▶ **Objective**
Copy out the stretch of the records below, from the line containing "target: boat" through the end of the records, reproducing each line without any change.

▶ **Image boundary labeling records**
_ _ _ _ _ _ _
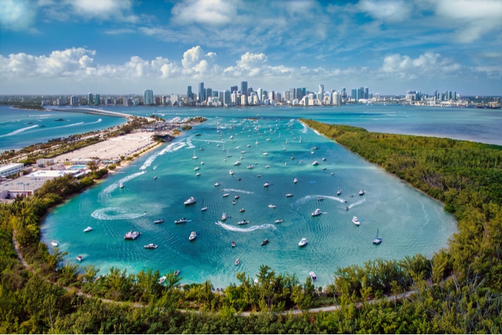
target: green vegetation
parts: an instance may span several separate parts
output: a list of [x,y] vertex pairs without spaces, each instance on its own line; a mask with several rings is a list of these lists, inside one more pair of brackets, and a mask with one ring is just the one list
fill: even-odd
[[[416,255],[339,268],[326,288],[266,265],[258,274],[238,274],[222,292],[208,281],[181,288],[183,277],[173,273],[164,274],[160,285],[162,274],[151,269],[132,274],[112,268],[96,278],[98,269],[65,264],[64,253],[40,243],[39,226],[48,209],[106,172],[96,170],[79,180],[58,178],[33,197],[0,204],[0,332],[502,332],[502,147],[303,121],[444,202],[459,223],[449,248],[431,260]],[[17,259],[13,235],[30,269]],[[340,308],[307,311],[326,305]]]

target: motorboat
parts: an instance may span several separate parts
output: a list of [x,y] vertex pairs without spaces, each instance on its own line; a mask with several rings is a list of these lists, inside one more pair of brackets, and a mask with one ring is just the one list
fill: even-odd
[[186,200],[185,200],[183,204],[185,204],[185,206],[188,206],[189,204],[193,204],[195,202],[197,202],[197,200],[195,200],[195,198],[193,197],[190,197],[188,199],[187,199]]
[[311,271],[310,272],[309,272],[309,276],[310,276],[312,281],[317,281],[317,275],[315,274],[315,272]]
[[321,209],[317,208],[317,209],[316,209],[315,211],[312,211],[312,216],[318,216],[321,214],[322,214],[322,211],[321,211]]
[[373,244],[380,244],[381,243],[381,237],[378,237],[378,228],[376,229],[376,236],[373,240]]

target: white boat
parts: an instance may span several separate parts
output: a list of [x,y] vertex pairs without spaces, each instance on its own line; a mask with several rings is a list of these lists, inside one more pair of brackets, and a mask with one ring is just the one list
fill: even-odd
[[312,216],[318,216],[321,214],[322,214],[322,211],[321,211],[321,209],[317,208],[317,209],[316,209],[315,211],[312,211]]
[[307,244],[308,244],[308,240],[305,237],[303,237],[302,239],[301,239],[300,241],[298,242],[298,246],[305,246]]
[[187,205],[189,205],[189,204],[195,204],[195,202],[197,202],[197,200],[196,200],[195,198],[193,198],[193,197],[190,197],[190,198],[189,198],[188,199],[187,199],[186,200],[185,200],[185,202],[183,202],[183,204],[185,204],[185,205],[187,206]]
[[373,244],[380,244],[381,243],[381,237],[378,237],[378,228],[376,229],[376,236],[373,240]]

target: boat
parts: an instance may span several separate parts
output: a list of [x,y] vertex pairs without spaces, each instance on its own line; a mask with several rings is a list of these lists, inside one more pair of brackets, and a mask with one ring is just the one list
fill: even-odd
_ _ _ _ _ _ _
▶ **Solution for this task**
target: boat
parts: an instance may span several separate parts
output: a list of [x,y] vertex pairs without spaces, each instance on its own line; a mask with several rings is a list of these lists, inside one more pair of brackets, and a mask with one ring is just the one list
fill: even-odd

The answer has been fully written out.